== Material for the task ==
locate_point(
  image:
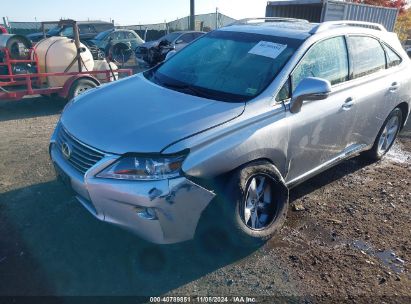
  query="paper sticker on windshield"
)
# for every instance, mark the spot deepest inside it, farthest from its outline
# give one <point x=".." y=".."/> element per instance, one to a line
<point x="268" y="49"/>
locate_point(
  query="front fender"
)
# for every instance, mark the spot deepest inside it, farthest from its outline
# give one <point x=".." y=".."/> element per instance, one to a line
<point x="233" y="144"/>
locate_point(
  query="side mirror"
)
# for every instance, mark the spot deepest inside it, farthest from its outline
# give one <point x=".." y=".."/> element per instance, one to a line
<point x="310" y="88"/>
<point x="170" y="54"/>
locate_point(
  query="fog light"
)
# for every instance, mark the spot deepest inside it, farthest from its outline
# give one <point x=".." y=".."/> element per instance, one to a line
<point x="147" y="213"/>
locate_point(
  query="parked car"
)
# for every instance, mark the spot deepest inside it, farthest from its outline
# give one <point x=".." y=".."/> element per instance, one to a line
<point x="231" y="123"/>
<point x="105" y="40"/>
<point x="88" y="30"/>
<point x="3" y="30"/>
<point x="153" y="52"/>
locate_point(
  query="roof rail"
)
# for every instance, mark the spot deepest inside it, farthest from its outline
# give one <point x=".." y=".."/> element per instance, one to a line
<point x="267" y="19"/>
<point x="329" y="24"/>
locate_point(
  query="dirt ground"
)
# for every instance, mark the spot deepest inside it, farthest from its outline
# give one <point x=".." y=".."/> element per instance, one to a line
<point x="349" y="241"/>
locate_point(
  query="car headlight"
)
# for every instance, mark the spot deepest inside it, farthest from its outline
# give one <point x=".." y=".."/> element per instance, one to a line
<point x="144" y="168"/>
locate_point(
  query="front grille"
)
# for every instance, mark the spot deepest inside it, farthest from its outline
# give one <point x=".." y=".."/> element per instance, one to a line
<point x="82" y="157"/>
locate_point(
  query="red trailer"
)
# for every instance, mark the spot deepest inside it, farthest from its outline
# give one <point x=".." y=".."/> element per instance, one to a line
<point x="3" y="30"/>
<point x="17" y="85"/>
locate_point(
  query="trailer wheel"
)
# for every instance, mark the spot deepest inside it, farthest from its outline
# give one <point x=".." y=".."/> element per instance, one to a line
<point x="80" y="86"/>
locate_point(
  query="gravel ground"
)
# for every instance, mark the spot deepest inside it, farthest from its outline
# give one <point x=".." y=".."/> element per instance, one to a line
<point x="350" y="239"/>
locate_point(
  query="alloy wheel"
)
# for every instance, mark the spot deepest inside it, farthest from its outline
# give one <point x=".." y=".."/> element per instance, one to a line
<point x="259" y="209"/>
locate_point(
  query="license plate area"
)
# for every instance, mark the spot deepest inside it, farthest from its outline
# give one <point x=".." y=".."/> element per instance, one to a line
<point x="62" y="176"/>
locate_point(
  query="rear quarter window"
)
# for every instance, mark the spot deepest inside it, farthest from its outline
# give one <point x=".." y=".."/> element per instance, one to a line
<point x="392" y="58"/>
<point x="367" y="55"/>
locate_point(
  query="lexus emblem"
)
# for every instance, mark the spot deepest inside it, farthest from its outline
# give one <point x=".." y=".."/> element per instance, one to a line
<point x="66" y="150"/>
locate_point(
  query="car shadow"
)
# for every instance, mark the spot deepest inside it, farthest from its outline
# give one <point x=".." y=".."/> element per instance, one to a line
<point x="52" y="245"/>
<point x="31" y="107"/>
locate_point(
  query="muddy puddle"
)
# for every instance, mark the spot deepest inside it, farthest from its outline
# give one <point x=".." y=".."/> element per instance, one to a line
<point x="398" y="155"/>
<point x="387" y="257"/>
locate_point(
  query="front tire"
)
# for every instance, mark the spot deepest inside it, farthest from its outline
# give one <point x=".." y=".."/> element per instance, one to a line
<point x="386" y="136"/>
<point x="254" y="203"/>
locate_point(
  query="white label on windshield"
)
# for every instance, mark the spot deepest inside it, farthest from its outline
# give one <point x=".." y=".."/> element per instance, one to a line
<point x="268" y="49"/>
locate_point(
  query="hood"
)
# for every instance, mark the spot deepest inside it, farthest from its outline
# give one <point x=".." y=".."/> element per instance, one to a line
<point x="150" y="44"/>
<point x="136" y="115"/>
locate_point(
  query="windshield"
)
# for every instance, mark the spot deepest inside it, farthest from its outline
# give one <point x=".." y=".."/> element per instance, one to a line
<point x="102" y="35"/>
<point x="170" y="37"/>
<point x="54" y="31"/>
<point x="227" y="66"/>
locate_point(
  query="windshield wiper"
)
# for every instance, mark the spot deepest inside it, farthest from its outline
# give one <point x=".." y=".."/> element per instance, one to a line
<point x="184" y="88"/>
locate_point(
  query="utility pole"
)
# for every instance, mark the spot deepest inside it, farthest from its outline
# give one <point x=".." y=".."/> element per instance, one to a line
<point x="192" y="15"/>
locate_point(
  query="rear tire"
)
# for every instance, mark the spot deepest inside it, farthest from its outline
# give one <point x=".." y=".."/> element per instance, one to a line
<point x="80" y="86"/>
<point x="386" y="136"/>
<point x="254" y="204"/>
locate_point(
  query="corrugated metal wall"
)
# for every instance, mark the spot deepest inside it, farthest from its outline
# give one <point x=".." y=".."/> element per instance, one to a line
<point x="318" y="11"/>
<point x="350" y="11"/>
<point x="310" y="12"/>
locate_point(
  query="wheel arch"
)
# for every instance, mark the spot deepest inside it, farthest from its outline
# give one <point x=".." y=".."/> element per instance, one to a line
<point x="217" y="183"/>
<point x="404" y="107"/>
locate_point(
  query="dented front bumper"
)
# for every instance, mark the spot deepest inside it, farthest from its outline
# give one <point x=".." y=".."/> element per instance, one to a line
<point x="175" y="205"/>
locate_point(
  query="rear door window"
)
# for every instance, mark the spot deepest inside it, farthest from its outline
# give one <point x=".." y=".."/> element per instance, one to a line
<point x="328" y="59"/>
<point x="367" y="55"/>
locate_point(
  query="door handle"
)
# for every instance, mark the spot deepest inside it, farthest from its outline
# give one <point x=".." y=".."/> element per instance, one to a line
<point x="348" y="103"/>
<point x="394" y="86"/>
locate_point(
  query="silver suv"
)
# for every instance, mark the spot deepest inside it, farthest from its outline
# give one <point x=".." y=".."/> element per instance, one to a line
<point x="231" y="123"/>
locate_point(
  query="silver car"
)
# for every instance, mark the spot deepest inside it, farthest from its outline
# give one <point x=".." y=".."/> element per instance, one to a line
<point x="231" y="123"/>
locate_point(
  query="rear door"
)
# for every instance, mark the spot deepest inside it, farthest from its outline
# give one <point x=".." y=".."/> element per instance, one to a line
<point x="323" y="129"/>
<point x="375" y="84"/>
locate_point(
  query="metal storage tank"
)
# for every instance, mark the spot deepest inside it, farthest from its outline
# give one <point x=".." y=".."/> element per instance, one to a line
<point x="328" y="10"/>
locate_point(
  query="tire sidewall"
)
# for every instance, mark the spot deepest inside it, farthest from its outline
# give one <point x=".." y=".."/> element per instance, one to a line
<point x="234" y="197"/>
<point x="396" y="112"/>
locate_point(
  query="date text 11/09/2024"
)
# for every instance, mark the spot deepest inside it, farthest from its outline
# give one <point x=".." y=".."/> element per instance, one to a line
<point x="199" y="299"/>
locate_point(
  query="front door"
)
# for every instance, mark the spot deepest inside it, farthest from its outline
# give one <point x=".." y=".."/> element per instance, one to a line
<point x="323" y="129"/>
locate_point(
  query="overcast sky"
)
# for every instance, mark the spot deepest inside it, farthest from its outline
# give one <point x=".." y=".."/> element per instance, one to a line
<point x="125" y="12"/>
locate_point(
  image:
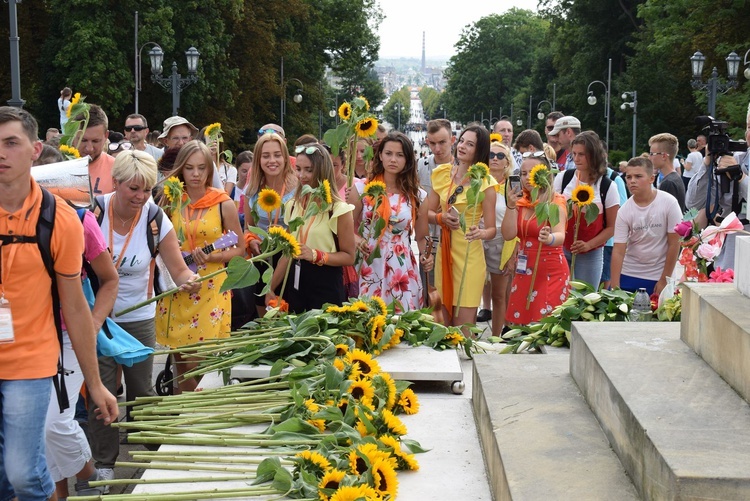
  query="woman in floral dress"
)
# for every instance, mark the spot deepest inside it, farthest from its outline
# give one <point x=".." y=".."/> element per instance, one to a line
<point x="389" y="268"/>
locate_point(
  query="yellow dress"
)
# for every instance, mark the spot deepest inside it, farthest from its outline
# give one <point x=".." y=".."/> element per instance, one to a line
<point x="475" y="271"/>
<point x="186" y="318"/>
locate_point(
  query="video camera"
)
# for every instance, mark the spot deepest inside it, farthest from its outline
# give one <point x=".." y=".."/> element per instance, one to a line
<point x="719" y="143"/>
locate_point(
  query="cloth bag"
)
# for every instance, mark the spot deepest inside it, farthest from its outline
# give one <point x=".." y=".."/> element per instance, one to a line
<point x="114" y="341"/>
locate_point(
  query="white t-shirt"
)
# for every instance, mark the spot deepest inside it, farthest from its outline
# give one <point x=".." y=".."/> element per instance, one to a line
<point x="644" y="230"/>
<point x="695" y="159"/>
<point x="134" y="268"/>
===
=== Problem to work on ===
Filter the listing above to every line that contains the word "white", matching case exactly, and copy each such line out in full.

=== The completed task ===
  query="white label on windshield"
  query="white t-shirt"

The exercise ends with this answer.